## GIVEN REQUEST 1
In the black hole spin article, reproduce the passage starting with "Imagine the universe's" and going on through "black holes spin?", changing "cosmic engines" to "cosmic dynamos".
## GIVEN REQUEST 2
Answer these from the black hole spin article:
(a) What numerical value is given for the Thorne Limit?
(b) According to the Gammie Limit, what acts like a brake on the black hole's spin?
(c) Where did the authors build their virtual black holes?
## GIVEN REQUEST 3
Carry on the black hole spin article from its last sentence.

## TEXT SEGMENT
Observational Properties of Near-Maximally Spinning Supermassive Black Holes

Imagine the universe's most extreme objects: Supermassive Black Holes. These aren't just empty pits; they are cosmic engines spinning so fast they warp space and time itself. Scientists have long debated a specific question: How fast can these black holes spin?

There are two main theories about the "speed limit" for these cosmic giants:

The "Thorne Limit" (0.998): Named after physicist Kip Thorne, this suggests a black hole can spin almost at the absolute maximum speed allowed by physics, like a figure skater pulling in their arms to spin as fast as humanly possible.
The "Gammie Limit" (0.9375): Named after another physicist, this suggests that the friction and radiation from the swirling gas around the black hole act like a brake, preventing it from ever reaching that absolute top speed.

The Big Question: Does it actually matter which limit is true? If we look at a black hole, can we tell the difference between a "0.9375" spin and a "0.998" spin?

The Experiment: A Cosmic Movie Studio

To answer this, the authors (Tegan Thomas and her team) didn't just look at real black holes; they built virtual ones in a supercomputer.

## INFORMATION SUPPLIED

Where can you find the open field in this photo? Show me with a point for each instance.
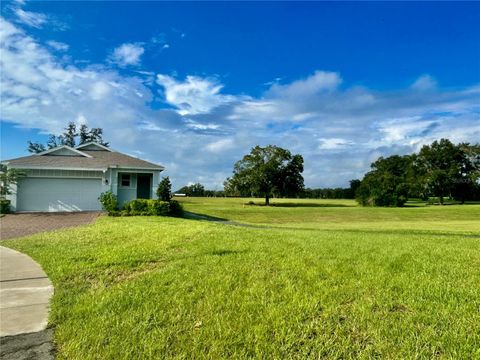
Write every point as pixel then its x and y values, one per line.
pixel 324 280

## TASK ANSWER 1
Imagine the universe's most extreme objects: Supermassive Black Holes. These aren't just empty pits; they are cosmic dynamos spinning so fast they warp space and time itself. Scientists have long debated a specific question: How fast can these black holes spin?

## TASK ANSWER 2
(a) 0.998
(b) The friction and radiation from the swirling gas around the black hole
(c) In a supercomputer

## TASK ANSWER 3
Think of their computer code as a high-end movie studio. They created two identical sets of conditions:

Movie A: A black hole spinning at the "Gammie Limit" (0.9375).
Movie B: A black hole spinning at the "Thorne Limit" (0.998).

They simulated the "accretion disk"—the swirling soup of hot gas and magnetic fields that feeds the black hole—using the laws of General Relativity (Einstein's rules for gravity). Then, they used a "virtual camera" to take pictures and make movies of what these spinning monsters would look like to the Event Horizon Telescope (EHT), the real-world telescope array that famously took the first picture of a black hole.

The Surprise: They Look Identical

You might expect that a black hole spinning almost at the speed of light (0.998) would look wildly different from one spinning slightly slower (0.9375). You might expect the faster one to look brighter, flatter, or more chaotic.

But the results were shocking.

The authors found that the two movies looked almost exactly the same.

The Gas Flow: The way the gas swirled, the strength of the magnetic fields, and the power of the jets shooting out of the poles were nearly indistinguishable.
The Pictures: When they took "photos" of the black hole's shadow (the dark circle surrounded by a bright ring of light), the shapes, sizes, and brightness patterns were so similar that current telescopes couldn't tell them apart.

The Analogy: Imagine two race cars. One is going 199 mph, and the other is going 198 mph. If you take a blurry photo from a mile away, they look like the same car. Even if you zoom in a little, the difference is so tiny that your eyes (or current telescopes) can't spot it.

Why Does This Matter?

This is actually good news for scientists.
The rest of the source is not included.